Problem details: Which lines of the records contain the string "front"? Show each such line in full, treating uppercase and lowercase as different.

Some records:
::::
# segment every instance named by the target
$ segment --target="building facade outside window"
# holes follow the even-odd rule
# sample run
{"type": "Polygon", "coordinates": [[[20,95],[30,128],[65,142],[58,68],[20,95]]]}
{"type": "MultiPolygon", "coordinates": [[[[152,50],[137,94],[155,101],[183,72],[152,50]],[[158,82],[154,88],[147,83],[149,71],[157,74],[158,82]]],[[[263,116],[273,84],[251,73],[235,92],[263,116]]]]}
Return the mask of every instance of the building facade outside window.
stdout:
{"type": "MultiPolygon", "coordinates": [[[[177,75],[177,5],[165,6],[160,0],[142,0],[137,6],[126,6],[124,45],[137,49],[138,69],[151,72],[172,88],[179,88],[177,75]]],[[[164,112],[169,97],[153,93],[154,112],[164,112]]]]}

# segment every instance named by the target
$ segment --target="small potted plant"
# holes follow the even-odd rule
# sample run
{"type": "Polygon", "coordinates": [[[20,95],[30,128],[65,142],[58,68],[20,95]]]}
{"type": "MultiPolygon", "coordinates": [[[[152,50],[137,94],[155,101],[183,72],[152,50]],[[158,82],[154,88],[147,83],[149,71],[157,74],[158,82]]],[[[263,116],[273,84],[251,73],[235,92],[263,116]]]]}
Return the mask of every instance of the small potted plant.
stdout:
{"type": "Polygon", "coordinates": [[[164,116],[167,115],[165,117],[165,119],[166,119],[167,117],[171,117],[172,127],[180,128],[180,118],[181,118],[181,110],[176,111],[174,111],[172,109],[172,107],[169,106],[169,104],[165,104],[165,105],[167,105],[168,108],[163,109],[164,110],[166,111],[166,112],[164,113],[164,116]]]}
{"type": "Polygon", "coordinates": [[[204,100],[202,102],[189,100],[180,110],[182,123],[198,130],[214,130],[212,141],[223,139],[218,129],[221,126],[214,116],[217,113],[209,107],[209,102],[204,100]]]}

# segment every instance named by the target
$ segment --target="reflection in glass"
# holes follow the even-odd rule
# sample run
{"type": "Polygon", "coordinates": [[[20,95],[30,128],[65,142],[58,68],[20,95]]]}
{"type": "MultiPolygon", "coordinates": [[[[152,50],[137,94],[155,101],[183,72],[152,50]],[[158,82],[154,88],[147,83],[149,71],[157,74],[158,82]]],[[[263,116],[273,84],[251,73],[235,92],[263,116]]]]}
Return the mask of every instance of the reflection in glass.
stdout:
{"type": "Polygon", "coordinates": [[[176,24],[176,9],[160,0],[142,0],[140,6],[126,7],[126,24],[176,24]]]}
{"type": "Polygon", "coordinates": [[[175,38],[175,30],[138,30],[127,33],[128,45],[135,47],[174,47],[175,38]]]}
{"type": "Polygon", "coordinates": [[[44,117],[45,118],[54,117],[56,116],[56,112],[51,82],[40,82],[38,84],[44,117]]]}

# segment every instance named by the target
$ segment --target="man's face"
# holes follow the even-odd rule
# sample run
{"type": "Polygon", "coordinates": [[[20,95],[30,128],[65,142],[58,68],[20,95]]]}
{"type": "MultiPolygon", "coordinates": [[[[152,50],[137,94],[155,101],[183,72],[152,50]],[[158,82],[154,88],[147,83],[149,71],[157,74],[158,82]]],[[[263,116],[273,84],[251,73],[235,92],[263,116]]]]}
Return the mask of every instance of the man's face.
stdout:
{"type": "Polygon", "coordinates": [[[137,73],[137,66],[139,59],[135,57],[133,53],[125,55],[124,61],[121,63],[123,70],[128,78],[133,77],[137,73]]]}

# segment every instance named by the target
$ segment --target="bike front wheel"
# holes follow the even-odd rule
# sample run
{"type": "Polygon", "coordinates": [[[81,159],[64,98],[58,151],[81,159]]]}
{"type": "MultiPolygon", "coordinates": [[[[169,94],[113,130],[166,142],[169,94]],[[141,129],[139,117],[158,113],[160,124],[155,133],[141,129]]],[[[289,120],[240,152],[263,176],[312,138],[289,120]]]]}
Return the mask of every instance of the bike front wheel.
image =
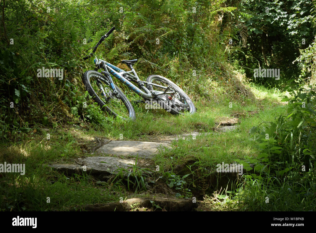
::::
Answer below:
$ segment --target="bike front wheel"
Return the mask of every instance of the bike front wheel.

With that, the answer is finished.